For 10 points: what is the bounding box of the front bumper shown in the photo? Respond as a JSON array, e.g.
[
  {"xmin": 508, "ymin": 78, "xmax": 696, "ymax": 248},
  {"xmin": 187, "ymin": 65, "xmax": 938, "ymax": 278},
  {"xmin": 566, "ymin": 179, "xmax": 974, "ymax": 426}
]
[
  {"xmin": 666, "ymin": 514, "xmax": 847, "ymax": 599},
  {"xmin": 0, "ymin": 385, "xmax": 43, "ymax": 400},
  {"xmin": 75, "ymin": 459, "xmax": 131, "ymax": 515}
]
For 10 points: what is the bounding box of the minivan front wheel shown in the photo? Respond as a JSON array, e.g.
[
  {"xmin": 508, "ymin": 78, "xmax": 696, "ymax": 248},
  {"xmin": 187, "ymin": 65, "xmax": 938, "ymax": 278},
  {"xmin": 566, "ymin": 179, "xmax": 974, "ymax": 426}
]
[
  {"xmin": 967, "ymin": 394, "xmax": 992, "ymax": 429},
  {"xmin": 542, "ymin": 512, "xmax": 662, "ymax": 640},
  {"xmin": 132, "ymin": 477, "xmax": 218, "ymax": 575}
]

━━━

◆ INSTRUCTIONS TO FOLLOW ◆
Copy the entries above, putting "Reply" wherever "Respond" appears and leaving everything else untouched.

◆ FINISHED ANSWER ◆
For 10 points: what is the bounding box of the front bumper shown in the photo? Reply as a JSON array, e.g.
[
  {"xmin": 508, "ymin": 78, "xmax": 696, "ymax": 248},
  {"xmin": 187, "ymin": 65, "xmax": 938, "ymax": 278},
  {"xmin": 566, "ymin": 179, "xmax": 974, "ymax": 426}
]
[
  {"xmin": 666, "ymin": 514, "xmax": 847, "ymax": 599},
  {"xmin": 0, "ymin": 385, "xmax": 43, "ymax": 400},
  {"xmin": 75, "ymin": 459, "xmax": 131, "ymax": 515}
]
For 10 points: what is the bounding box of the minivan front wheel shown in the photo? Reply as a JSON array, e.g.
[
  {"xmin": 508, "ymin": 78, "xmax": 696, "ymax": 248},
  {"xmin": 187, "ymin": 65, "xmax": 938, "ymax": 278},
  {"xmin": 566, "ymin": 179, "xmax": 974, "ymax": 426}
]
[
  {"xmin": 967, "ymin": 394, "xmax": 992, "ymax": 429},
  {"xmin": 542, "ymin": 512, "xmax": 662, "ymax": 640},
  {"xmin": 132, "ymin": 477, "xmax": 218, "ymax": 575}
]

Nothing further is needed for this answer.